# Material to process start

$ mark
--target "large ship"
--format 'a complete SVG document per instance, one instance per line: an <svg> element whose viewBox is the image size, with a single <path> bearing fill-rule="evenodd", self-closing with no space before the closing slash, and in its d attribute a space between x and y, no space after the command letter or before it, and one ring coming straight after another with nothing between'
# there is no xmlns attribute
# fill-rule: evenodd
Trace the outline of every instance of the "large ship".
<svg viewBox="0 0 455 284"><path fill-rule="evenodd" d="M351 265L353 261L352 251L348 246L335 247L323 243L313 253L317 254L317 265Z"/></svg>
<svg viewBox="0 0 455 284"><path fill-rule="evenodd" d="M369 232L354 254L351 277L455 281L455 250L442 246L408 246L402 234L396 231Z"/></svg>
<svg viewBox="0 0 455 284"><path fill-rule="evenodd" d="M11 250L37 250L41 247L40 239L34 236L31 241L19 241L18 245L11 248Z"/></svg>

# Material to process end

Goal | Print every row above verbatim, line for line, without adding, dropping, or changing any character.

Result below |
$ mark
--target "large ship"
--format 'a complete SVG document per instance, one instance per line: an <svg> element whose viewBox is the image size, with a single <path> bearing fill-rule="evenodd", self-closing with no space before the closing slash, and in its d attribute a space between x and y, no space after the command letter or before it, and one ring coming straight after another with nothing between'
# there is no xmlns attribute
# fill-rule: evenodd
Trace the outline of every instance of the "large ship".
<svg viewBox="0 0 455 284"><path fill-rule="evenodd" d="M351 265L353 261L352 251L348 246L335 247L323 243L313 253L317 254L317 265Z"/></svg>
<svg viewBox="0 0 455 284"><path fill-rule="evenodd" d="M369 232L354 254L351 277L455 281L455 250L442 246L408 246L402 234L396 231Z"/></svg>
<svg viewBox="0 0 455 284"><path fill-rule="evenodd" d="M11 250L37 250L41 247L40 239L34 236L31 241L19 241L18 245L11 248Z"/></svg>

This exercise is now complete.